**Exercise instructions:**
**1)** In the sex education piece, condense the paragraph beginning "The answer, according to the Conservative world view" into a short bulleted list that keeps its main points.
**2)** Which song's lyrics does Norman Tebbit mistake for fact, according to the sex education piece?
**3)** Extend the piece on Victorian values and sex education by writing what comes after its final paragraph.

**Text section:**
============

Victorian values on sex education
I am reliably informed that sex is a Good Thing. Indeed, I’m told it’s something that has been practised by humans for generations. In fact, contrary to Conservative Party received wisdom it appears that it’s a natural urge, and not simply a means to procure children in as awkward, infrequent and swift manner as possible.
I only enquire because it would appear that Conservative thinking on sexual health has slipped into the past, where abortion should be restricted, women are, if not wholly, then at least partially responsible if they are raped and the only safe sex is no sex at all.
The problem with Conservatives in general is that they like to moralise. They see a Broken Britain where teenage pregnancy is rife, where sexually transmitted diseases are a bigger health risk than cancer and Skins isn’t an over the top drama but a goldfish bowl documentary. A world where Norman Tebbit mistakes the lyrics to the Kaiser Chiefs ‘I Predict A Riot’ as fact.
The answer, according to the Conservative world view, is to reintroduce morals: This would transform the UK into a land where all young people get married at 18, girls are taught to be chaste and wear ankle length skirts, the abortion limit is 20 weeks and good Christian values prevent the spread of HIV by the almighty’s will alone.
It is with this in mind that I can understand, though not excuse, Conservative views on sexual health – tax breaks for married couples, abstinence programs, restrictions on a woman’s right to choose and, for the Roger Helmers of this world, blaming the victim if she is exposed to ‘date’ rape or somehow led a man on but said no.

============

Stored data entries:
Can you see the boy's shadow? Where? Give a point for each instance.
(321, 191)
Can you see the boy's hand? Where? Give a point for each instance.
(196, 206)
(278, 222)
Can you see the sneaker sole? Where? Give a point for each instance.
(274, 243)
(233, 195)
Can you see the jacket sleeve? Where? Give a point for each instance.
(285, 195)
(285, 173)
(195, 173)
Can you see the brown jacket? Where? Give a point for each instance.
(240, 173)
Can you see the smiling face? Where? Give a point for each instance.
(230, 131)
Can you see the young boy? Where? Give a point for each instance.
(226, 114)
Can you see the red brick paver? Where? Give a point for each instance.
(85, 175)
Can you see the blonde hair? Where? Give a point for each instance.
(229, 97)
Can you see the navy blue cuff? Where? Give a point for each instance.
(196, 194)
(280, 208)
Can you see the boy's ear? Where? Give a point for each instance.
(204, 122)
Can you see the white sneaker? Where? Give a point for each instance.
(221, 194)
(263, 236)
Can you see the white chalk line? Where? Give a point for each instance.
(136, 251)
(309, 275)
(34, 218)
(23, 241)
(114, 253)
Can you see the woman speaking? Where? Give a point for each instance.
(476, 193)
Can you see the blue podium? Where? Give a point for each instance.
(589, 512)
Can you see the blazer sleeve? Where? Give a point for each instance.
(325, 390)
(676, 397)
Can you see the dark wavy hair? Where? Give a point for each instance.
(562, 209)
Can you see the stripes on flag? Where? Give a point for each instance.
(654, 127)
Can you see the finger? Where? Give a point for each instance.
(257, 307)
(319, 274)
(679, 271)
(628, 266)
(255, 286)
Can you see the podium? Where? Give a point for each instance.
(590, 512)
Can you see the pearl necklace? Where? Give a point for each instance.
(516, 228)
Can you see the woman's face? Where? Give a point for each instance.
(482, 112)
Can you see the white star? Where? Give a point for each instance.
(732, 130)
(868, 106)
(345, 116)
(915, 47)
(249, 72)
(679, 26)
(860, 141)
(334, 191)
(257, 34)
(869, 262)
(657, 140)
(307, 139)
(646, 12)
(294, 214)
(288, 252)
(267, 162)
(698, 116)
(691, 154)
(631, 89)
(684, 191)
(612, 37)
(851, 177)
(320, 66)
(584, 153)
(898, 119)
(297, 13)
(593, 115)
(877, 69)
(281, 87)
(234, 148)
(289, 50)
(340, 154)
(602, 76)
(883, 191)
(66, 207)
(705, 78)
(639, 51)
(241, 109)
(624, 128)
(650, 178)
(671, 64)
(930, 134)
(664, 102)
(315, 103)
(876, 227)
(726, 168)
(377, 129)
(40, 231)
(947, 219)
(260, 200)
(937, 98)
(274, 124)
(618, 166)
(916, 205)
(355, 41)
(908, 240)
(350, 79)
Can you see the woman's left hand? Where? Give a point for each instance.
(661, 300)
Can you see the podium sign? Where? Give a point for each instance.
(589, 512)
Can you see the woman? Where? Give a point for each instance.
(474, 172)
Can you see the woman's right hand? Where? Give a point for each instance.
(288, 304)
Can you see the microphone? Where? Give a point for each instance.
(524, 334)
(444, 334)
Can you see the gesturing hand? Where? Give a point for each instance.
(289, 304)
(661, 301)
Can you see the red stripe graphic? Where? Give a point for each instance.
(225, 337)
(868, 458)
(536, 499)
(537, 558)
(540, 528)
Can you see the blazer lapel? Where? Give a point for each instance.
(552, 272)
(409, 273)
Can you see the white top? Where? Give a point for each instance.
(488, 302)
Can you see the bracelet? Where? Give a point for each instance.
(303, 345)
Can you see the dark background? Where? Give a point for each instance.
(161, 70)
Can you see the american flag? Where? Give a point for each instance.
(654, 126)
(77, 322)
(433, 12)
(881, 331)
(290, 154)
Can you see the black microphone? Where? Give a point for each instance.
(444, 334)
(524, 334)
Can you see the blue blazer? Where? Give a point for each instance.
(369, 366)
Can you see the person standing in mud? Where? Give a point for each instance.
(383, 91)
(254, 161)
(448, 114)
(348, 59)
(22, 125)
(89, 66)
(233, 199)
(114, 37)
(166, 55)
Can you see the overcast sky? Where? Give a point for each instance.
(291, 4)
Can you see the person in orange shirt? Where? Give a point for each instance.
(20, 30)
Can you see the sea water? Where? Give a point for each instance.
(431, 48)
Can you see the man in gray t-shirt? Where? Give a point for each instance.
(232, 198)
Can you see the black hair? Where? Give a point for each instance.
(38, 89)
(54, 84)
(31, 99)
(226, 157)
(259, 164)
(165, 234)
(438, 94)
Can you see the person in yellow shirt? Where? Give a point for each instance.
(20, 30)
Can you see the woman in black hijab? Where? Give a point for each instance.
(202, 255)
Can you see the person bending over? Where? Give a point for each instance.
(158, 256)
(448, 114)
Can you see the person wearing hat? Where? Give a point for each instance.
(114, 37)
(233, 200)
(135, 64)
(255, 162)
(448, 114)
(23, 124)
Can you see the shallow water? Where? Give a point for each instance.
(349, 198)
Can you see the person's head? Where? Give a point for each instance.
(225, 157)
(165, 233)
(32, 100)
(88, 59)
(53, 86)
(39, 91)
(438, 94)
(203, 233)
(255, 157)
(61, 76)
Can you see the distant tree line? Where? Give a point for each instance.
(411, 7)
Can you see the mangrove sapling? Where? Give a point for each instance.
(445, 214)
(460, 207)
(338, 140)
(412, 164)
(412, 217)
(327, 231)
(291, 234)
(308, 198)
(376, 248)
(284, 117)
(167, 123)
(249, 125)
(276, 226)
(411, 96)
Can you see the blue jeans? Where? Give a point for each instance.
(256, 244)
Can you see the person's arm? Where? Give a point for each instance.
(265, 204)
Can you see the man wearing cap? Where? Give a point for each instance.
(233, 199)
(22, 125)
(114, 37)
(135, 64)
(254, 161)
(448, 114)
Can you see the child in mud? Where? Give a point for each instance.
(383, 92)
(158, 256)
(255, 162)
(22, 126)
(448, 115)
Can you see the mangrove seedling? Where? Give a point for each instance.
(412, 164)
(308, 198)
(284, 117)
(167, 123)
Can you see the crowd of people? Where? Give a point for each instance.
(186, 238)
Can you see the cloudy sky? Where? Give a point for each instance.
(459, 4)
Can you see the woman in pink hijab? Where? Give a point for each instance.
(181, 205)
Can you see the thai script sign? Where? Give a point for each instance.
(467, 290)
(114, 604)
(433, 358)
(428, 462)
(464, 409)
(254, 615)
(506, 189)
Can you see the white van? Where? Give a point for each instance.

============

**Answers to the exercise:**
**1)**
According to the Conservative world view, reintroducing morals would create a UK where:
- all young people marry at 18
- girls are taught to be chaste and wear ankle-length skirts
- the abortion limit is 20 weeks
- good Christian values stop HIV from spreading by the almighty's will alone

**2)** The Kaiser Chiefs' "I Predict A Riot."

**3)**
Nadine Dorries is a Conservative flag bearer. Her backbench bill to teach 14 -16 year old girls to ‘just say no’ is pure Conservative dogma in white paper form. It is especially pernicious considering her track record on marital affairs.
It’s also flawed. First because it takes two to tango – teaching girls, and just girls, abstinence isn’t going to have the desired outcome.
Second, abstinence programs do not work. Promoting abstinence over sex education or contraceptive use was US federal and overseas aid policy under George Bush. The policy was disastrous, leaving America with the highest teenage pregnancy rate of any major economy, one in four young women infected and worsening the AIDS pandemic in Africa.
This is why the inclusion of ‘Life’, an organisation dedicated to abstinence only sex education and against abortion in all circumstances, on the Government Advisory panel for Sexual Health and HIV, troubles me. Traditional Conservative views on sex are increasingly out of touch with modern Britain, and we seem to be moving backward towards moralising, instead of educating and empowering young people to make their own choices in adulthood.
What happened to a grown up approach to talking about sex? Over the last decade teenage pregnancies and rates of infection for AIDS and other STIs have been coming down in the UK. This is because we have stopped treating sex as a taboo, and emphasised the need for good relationship advice, as well as good sexual health.
Comparisons with the Netherlands or other liberal parts of Europe, where rates of teenage pregnancy and rates of infection are far lower, are clichéd, but no less true. They didn’t achieve that by telling young girls not to have sex, or by trying to restrict a woman’s right to choose, but rather by teaching young people to be responsible in their actions. There’s a lesson in that for our lawmakers.